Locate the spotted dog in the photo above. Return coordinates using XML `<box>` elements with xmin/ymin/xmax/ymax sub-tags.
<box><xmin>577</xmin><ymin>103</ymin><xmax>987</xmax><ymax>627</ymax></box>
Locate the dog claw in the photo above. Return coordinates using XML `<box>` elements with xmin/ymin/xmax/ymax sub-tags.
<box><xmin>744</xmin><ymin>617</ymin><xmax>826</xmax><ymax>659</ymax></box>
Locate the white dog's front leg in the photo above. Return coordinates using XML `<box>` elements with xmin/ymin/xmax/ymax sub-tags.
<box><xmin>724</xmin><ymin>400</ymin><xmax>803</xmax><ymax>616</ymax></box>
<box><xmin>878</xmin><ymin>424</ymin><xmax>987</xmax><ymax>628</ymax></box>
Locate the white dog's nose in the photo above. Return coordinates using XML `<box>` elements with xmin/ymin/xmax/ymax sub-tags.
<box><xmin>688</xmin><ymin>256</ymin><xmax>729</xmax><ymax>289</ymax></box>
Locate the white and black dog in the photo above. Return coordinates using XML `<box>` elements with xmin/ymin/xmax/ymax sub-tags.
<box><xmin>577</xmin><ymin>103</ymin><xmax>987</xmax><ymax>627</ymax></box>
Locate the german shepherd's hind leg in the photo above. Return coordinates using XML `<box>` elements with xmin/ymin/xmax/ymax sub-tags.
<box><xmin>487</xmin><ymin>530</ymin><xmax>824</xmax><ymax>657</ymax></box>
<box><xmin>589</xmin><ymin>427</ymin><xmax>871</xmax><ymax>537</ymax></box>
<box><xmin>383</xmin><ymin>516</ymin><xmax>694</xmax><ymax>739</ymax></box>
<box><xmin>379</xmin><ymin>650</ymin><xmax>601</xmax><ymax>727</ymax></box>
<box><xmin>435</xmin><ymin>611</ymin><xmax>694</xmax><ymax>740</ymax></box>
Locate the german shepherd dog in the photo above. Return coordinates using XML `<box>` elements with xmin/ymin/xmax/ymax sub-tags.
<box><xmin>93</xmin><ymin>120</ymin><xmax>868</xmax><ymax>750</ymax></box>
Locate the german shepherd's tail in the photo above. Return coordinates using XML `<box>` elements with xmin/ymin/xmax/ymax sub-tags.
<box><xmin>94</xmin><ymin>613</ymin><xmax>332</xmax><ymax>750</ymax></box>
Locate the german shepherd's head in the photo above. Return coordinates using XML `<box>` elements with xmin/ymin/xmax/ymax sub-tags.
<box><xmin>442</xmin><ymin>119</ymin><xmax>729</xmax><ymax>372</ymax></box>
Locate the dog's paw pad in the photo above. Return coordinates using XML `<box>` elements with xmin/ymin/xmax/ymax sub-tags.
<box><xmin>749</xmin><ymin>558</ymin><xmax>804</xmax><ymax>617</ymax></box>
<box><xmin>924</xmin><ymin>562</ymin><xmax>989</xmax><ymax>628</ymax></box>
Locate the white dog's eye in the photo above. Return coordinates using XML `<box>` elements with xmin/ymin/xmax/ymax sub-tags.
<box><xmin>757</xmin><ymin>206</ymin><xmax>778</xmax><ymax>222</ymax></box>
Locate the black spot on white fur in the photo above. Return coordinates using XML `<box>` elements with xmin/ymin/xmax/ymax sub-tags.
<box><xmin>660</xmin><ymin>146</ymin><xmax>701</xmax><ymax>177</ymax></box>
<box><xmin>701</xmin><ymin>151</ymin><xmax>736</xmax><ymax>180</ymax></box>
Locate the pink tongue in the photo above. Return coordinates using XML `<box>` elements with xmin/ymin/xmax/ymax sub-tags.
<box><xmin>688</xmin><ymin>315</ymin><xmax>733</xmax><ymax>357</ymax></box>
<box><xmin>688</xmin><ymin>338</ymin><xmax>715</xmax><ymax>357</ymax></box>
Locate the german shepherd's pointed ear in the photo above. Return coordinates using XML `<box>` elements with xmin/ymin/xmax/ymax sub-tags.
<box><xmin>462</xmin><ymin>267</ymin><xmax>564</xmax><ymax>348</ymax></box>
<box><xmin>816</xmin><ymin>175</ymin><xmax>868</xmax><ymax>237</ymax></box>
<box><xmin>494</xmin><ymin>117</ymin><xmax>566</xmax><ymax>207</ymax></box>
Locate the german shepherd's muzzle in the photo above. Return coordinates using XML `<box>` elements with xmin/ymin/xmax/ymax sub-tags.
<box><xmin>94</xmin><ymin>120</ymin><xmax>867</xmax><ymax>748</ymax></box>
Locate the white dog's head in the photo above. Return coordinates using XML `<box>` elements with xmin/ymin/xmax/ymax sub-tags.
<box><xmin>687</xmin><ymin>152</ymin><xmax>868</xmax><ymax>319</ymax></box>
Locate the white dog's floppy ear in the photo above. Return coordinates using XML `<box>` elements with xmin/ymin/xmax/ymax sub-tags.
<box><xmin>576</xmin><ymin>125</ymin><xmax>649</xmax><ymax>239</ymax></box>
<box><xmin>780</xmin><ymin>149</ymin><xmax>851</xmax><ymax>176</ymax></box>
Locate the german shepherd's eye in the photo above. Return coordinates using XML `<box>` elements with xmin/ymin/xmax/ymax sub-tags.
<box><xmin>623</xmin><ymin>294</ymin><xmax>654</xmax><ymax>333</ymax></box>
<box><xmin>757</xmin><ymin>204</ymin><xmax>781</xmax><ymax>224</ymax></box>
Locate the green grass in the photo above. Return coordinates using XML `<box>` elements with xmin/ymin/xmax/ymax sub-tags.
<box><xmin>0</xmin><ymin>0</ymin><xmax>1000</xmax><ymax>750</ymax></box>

***

**Required work**.
Switch every occurrence of "german shepherd" in the records above to "husky", and write out all the records again with nothing else altered.

**Written answer**.
Locate the spotted dog in the photo above. Return coordinates using XML `<box>` elements with xmin/ymin/xmax/ymax sub-tags.
<box><xmin>577</xmin><ymin>103</ymin><xmax>987</xmax><ymax>627</ymax></box>
Locate the dog claw in the photo above. Return coordinates using XML `<box>` elements with xmin/ymin/xmax/ymax sub-tags.
<box><xmin>744</xmin><ymin>617</ymin><xmax>826</xmax><ymax>659</ymax></box>
Locate the white dog's front leg in the photo above. Return coordinates using XML `<box>` elements with xmin/ymin/xmax/ymax sub-tags.
<box><xmin>724</xmin><ymin>400</ymin><xmax>803</xmax><ymax>616</ymax></box>
<box><xmin>878</xmin><ymin>424</ymin><xmax>987</xmax><ymax>628</ymax></box>
Locate the white dog's nose in the photo above. Return coordinates using XML `<box>` elements with xmin/ymin/xmax/ymax sub-tags.
<box><xmin>688</xmin><ymin>256</ymin><xmax>729</xmax><ymax>289</ymax></box>
Locate the white and black dog in the photo above. Return coordinates using XML `<box>` elements with xmin/ymin/xmax/ymax sub-tags.
<box><xmin>577</xmin><ymin>103</ymin><xmax>987</xmax><ymax>627</ymax></box>
Locate the husky's hind leg in the photo above. Return coordinates using XML `<box>` elements with xmin/ymin/xmax/ymax sub-tags.
<box><xmin>487</xmin><ymin>530</ymin><xmax>824</xmax><ymax>657</ymax></box>
<box><xmin>589</xmin><ymin>427</ymin><xmax>871</xmax><ymax>537</ymax></box>
<box><xmin>383</xmin><ymin>516</ymin><xmax>694</xmax><ymax>739</ymax></box>
<box><xmin>379</xmin><ymin>650</ymin><xmax>601</xmax><ymax>727</ymax></box>
<box><xmin>435</xmin><ymin>611</ymin><xmax>694</xmax><ymax>740</ymax></box>
Locate the husky dog in the photo above. Return coordinates using XML `<box>` elements with xmin/ymin/xmax/ymax sub-tags.
<box><xmin>93</xmin><ymin>120</ymin><xmax>868</xmax><ymax>750</ymax></box>
Locate the husky's tail in the photo above. Return coordinates using XML `<box>` elements with xmin/ymin/xmax/ymax sub-tags.
<box><xmin>94</xmin><ymin>613</ymin><xmax>332</xmax><ymax>750</ymax></box>
Locate the husky's head in the photo above. Return coordinates using XML `<box>` elements with xmin/ymin/xmax/ymax sub-tags.
<box><xmin>442</xmin><ymin>119</ymin><xmax>729</xmax><ymax>372</ymax></box>
Locate the dog's paw pad in the photo above. Return coordinates using XML `<box>` elements with xmin/ymin/xmax/ymax sub-tags.
<box><xmin>749</xmin><ymin>558</ymin><xmax>804</xmax><ymax>617</ymax></box>
<box><xmin>924</xmin><ymin>562</ymin><xmax>989</xmax><ymax>628</ymax></box>
Locate the white dog's eye in the photo above. Return coordinates using XML `<box>` elements with xmin/ymin/xmax/ymax sub-tags.
<box><xmin>757</xmin><ymin>206</ymin><xmax>778</xmax><ymax>222</ymax></box>
Locate the black spot on white fur in the photo above. Return coordinates using XML `<box>` elements with xmin/ymin/xmax/ymax sub-tags.
<box><xmin>660</xmin><ymin>146</ymin><xmax>701</xmax><ymax>177</ymax></box>
<box><xmin>701</xmin><ymin>151</ymin><xmax>736</xmax><ymax>180</ymax></box>
Locate the pink tongue in the photo above. Return coordinates using XML `<box>` elements with xmin/ymin/xmax/ymax sub-tags.
<box><xmin>688</xmin><ymin>315</ymin><xmax>733</xmax><ymax>357</ymax></box>
<box><xmin>688</xmin><ymin>338</ymin><xmax>715</xmax><ymax>357</ymax></box>
Locate the husky's pointed ear in the photo above. Return coordinates using XML `<box>` elements with xmin/ymin/xmax/ymax sub-tags.
<box><xmin>462</xmin><ymin>267</ymin><xmax>564</xmax><ymax>348</ymax></box>
<box><xmin>816</xmin><ymin>175</ymin><xmax>868</xmax><ymax>237</ymax></box>
<box><xmin>494</xmin><ymin>117</ymin><xmax>566</xmax><ymax>207</ymax></box>
Locate the husky's muzzle in the photo above. Return coordinates using XML `<box>` elements with xmin/ymin/xmax/ymax sub-tags.
<box><xmin>94</xmin><ymin>120</ymin><xmax>867</xmax><ymax>748</ymax></box>
Locate the white dog's head in the photo above. Return coordinates using XML `<box>` elements with xmin/ymin/xmax/ymax sub-tags.
<box><xmin>687</xmin><ymin>152</ymin><xmax>868</xmax><ymax>319</ymax></box>
Locate the white dog's floppy ear in the photo above. Return coordinates using XML `<box>` elements with xmin/ymin/xmax/ymax sub-tags.
<box><xmin>576</xmin><ymin>125</ymin><xmax>649</xmax><ymax>239</ymax></box>
<box><xmin>780</xmin><ymin>149</ymin><xmax>851</xmax><ymax>176</ymax></box>
Locate the husky's eye in the photo above. Return coordinates using XML `<box>` elements with xmin/ymin/xmax/ymax sub-tags.
<box><xmin>623</xmin><ymin>294</ymin><xmax>654</xmax><ymax>333</ymax></box>
<box><xmin>757</xmin><ymin>204</ymin><xmax>781</xmax><ymax>224</ymax></box>
Locate the green grass in the photo above. Return coordinates using XML `<box>` elements with xmin/ymin/xmax/ymax sub-tags.
<box><xmin>0</xmin><ymin>0</ymin><xmax>1000</xmax><ymax>750</ymax></box>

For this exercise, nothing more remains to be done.